Items from a labeling collection

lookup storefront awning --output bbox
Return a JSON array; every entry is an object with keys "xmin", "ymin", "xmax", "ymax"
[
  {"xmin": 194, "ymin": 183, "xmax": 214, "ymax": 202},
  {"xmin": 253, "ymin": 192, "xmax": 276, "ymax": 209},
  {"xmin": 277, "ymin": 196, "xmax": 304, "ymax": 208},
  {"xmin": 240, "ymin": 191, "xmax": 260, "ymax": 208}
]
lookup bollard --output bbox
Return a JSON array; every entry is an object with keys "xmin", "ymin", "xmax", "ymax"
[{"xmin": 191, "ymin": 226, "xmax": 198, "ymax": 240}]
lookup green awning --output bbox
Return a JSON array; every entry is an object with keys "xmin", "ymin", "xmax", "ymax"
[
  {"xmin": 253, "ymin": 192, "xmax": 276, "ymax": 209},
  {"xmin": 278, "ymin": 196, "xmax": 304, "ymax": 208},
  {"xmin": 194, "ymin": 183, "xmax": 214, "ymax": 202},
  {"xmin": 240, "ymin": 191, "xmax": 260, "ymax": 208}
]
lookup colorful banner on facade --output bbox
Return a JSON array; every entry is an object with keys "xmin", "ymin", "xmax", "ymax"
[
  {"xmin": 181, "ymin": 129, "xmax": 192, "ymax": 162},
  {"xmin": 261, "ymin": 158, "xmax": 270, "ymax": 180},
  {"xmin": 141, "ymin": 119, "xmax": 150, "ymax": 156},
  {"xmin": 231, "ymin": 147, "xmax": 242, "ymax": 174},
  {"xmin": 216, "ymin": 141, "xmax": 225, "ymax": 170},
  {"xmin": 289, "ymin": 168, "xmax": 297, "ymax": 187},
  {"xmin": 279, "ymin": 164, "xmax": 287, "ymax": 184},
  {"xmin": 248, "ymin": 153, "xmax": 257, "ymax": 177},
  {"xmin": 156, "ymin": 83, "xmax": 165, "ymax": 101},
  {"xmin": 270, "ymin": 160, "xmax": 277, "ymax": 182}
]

THE TASK: Extract every line in the rows above that contains the string "bbox", and copy each such line in full.

RESPONSE TO THE TASK:
lookup storefront awning --output bbox
lookup bollard --output bbox
lookup green awning --output bbox
lookup colorful banner on facade --output bbox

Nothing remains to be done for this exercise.